Task prompt:
Take the lines below beginning at the line that has "of the chrome" and stopping after the line that has "of the truck", and print them exactly as they are, with no other lines.

[Opening Given records section]

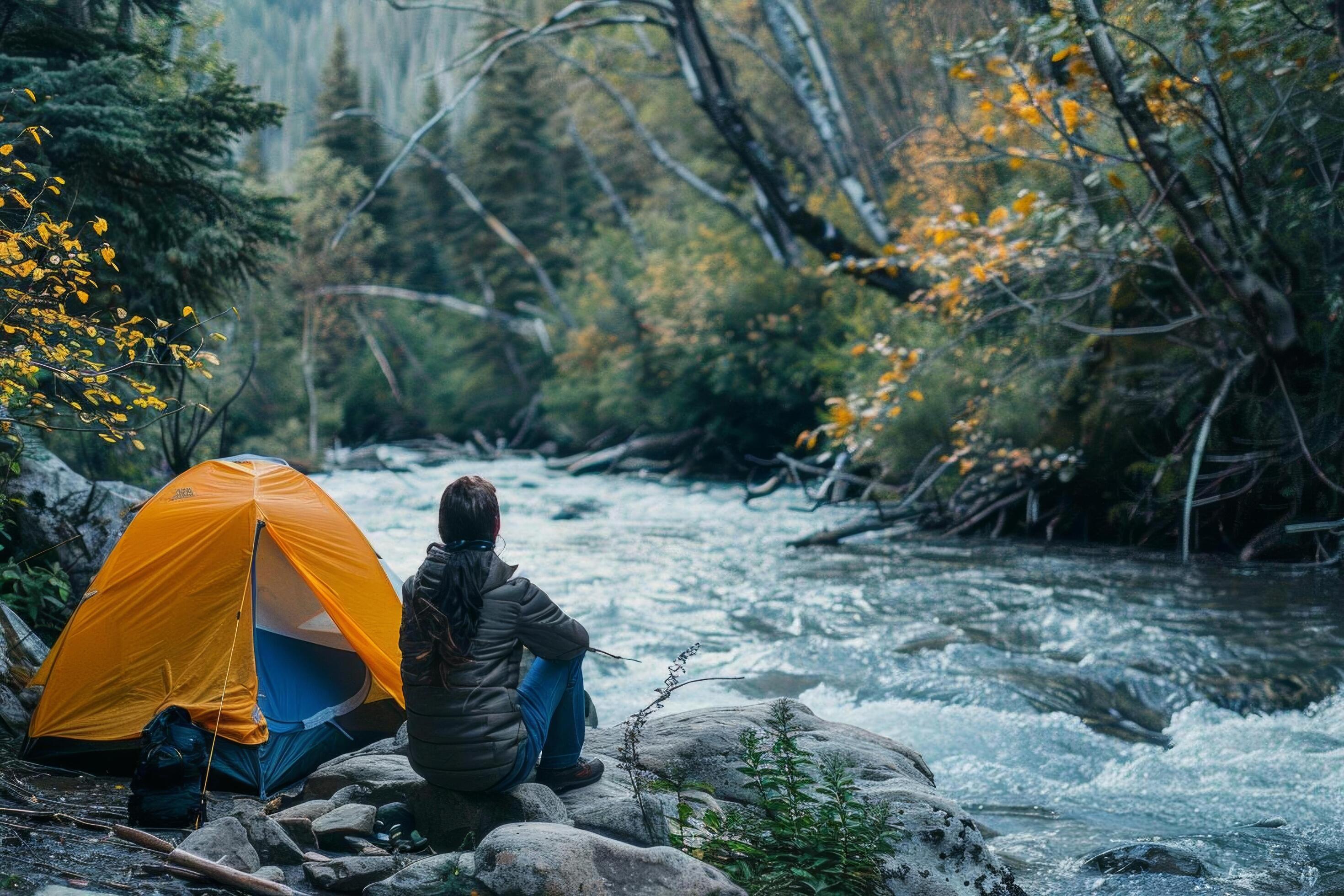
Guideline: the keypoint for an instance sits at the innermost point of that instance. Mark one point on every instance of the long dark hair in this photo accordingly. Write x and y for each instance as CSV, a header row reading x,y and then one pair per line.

[Closing Given records section]
[Opening Given records section]

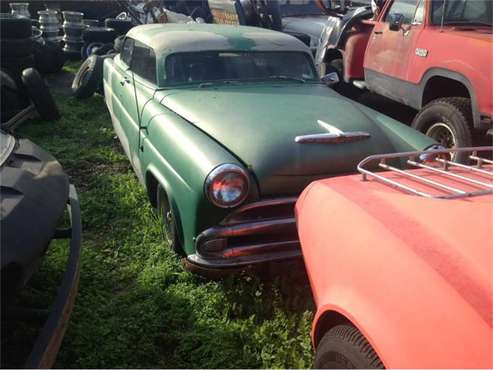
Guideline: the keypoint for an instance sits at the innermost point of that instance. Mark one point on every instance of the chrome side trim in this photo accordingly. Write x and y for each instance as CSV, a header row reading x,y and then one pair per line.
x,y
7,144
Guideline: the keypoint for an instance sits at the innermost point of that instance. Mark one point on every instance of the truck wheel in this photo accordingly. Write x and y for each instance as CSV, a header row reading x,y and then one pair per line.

[Closing Given records section]

Response:
Guideline: the keypoint for an instance sits at the innermost point of that instance. Mark one point on every instance of the chrome side trim in this photo accordingly. Write x and y for each instance as CSV, a header row reading x,y and then one pair per line.
x,y
7,144
Guideline: the keypoint for an instance sits at the innermost point of that instance. Mark one point on every instance of the truck wheel in this photo accordingly. Write x and y for each instance as CSV, a header row reading x,y and then one pair per line.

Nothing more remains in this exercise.